WHAT YOU HAVE TO DO: Reproduce every entry below word for word, omitting the pictures.

Image location labeling entries:
-------------------------

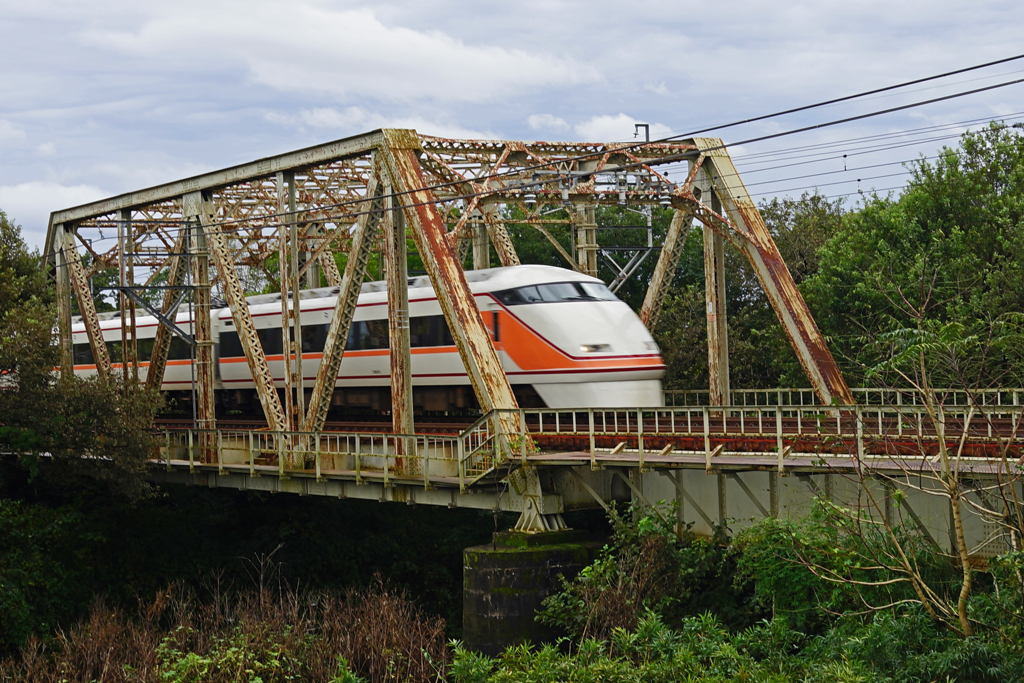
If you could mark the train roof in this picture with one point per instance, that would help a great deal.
(483, 280)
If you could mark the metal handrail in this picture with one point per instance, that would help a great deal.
(864, 396)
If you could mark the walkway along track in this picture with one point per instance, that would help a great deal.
(794, 439)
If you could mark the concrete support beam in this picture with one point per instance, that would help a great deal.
(718, 329)
(86, 306)
(745, 229)
(162, 341)
(395, 248)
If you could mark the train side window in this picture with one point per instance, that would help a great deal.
(144, 347)
(179, 350)
(313, 338)
(83, 354)
(114, 351)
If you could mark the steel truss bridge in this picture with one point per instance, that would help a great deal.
(278, 223)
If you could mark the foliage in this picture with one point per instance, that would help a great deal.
(270, 634)
(647, 566)
(949, 250)
(68, 425)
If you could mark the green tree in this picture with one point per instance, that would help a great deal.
(59, 425)
(949, 249)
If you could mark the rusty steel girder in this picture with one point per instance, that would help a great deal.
(243, 322)
(747, 231)
(162, 341)
(450, 193)
(660, 280)
(86, 306)
(457, 301)
(399, 353)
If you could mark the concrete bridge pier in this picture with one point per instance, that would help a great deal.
(505, 582)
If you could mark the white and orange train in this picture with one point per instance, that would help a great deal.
(563, 338)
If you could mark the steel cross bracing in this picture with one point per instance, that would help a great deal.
(577, 455)
(279, 222)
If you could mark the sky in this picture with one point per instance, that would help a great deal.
(107, 96)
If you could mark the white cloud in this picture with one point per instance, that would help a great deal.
(606, 128)
(30, 205)
(547, 122)
(306, 47)
(9, 132)
(657, 89)
(357, 120)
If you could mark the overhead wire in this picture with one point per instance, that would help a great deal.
(667, 160)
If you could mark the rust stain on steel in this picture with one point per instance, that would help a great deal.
(244, 326)
(86, 306)
(162, 342)
(748, 231)
(500, 237)
(395, 253)
(718, 333)
(457, 301)
(202, 333)
(672, 249)
(351, 283)
(64, 294)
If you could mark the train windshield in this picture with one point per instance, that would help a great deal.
(556, 292)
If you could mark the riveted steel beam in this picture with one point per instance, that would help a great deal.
(162, 341)
(586, 232)
(217, 244)
(64, 294)
(747, 230)
(395, 253)
(499, 236)
(364, 238)
(86, 306)
(660, 281)
(199, 210)
(456, 299)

-------------------------

WRITTEN RESPONSE:
If you could mark the train roof in this picture with one point per instance, that would help a great deal.
(483, 280)
If you could mark the metal handrail in this picture with one point per instance, that would help a great deal.
(864, 396)
If you could mark the walkway along track in this picture with one point per instance, that would help a great deal.
(794, 439)
If you could mark the concrete support beam in this picture with one point per instance, that would help a great deal.
(718, 329)
(86, 306)
(745, 229)
(162, 341)
(395, 248)
If you could mark the train side window in this picture with one point per instance, that would help a great deal.
(144, 347)
(179, 350)
(313, 338)
(83, 354)
(114, 351)
If you could mark the steel truss bridge in this picture with one point per instance, that would help a great deal.
(278, 223)
If you could mark the foliage in this picture with one point per instance, that would help a great deal.
(270, 634)
(647, 566)
(949, 250)
(68, 425)
If you could mark the green tree in this picture with one point per instance, that would help a great deal.
(59, 425)
(949, 249)
If you could mark the rusty steel girder in this picture with one point per instance, that would help a great deal.
(243, 322)
(747, 231)
(162, 341)
(450, 193)
(660, 280)
(86, 306)
(457, 301)
(399, 353)
If you could mark the concrete bridge pier in this picture with one point per instance, that would help a great deal.
(505, 582)
If you could mark the white and orange train in this picture with one point per instance, that would help a great deal.
(563, 338)
If you could mark the steel cross bracing in this picture with one point per instance, that would help a great deal.
(577, 455)
(279, 222)
If you could mark the sky in this picture with one point per instance, that would help a great deal.
(107, 96)
If you could mark the white cloud in this picture with one point per instance, that would help a great deal.
(606, 128)
(30, 205)
(547, 122)
(306, 47)
(9, 132)
(657, 89)
(357, 120)
If you could mark the overhead wire in this picture with one point per instance, that would help a great deal.
(667, 160)
If you could mark the rust stain on steel in this picture with one point per instance, that would help a great deal.
(244, 326)
(86, 306)
(162, 342)
(748, 231)
(500, 237)
(395, 253)
(718, 333)
(457, 301)
(202, 333)
(672, 249)
(351, 283)
(64, 294)
If you could mark the train windshield in this picture with one point per instance, that would help a great deal.
(556, 292)
If you could mark the riveted steel beam in this picture with one point per instance, that would help a great deal.
(162, 341)
(586, 232)
(217, 244)
(64, 294)
(747, 230)
(395, 253)
(499, 236)
(364, 238)
(86, 306)
(660, 281)
(199, 210)
(456, 299)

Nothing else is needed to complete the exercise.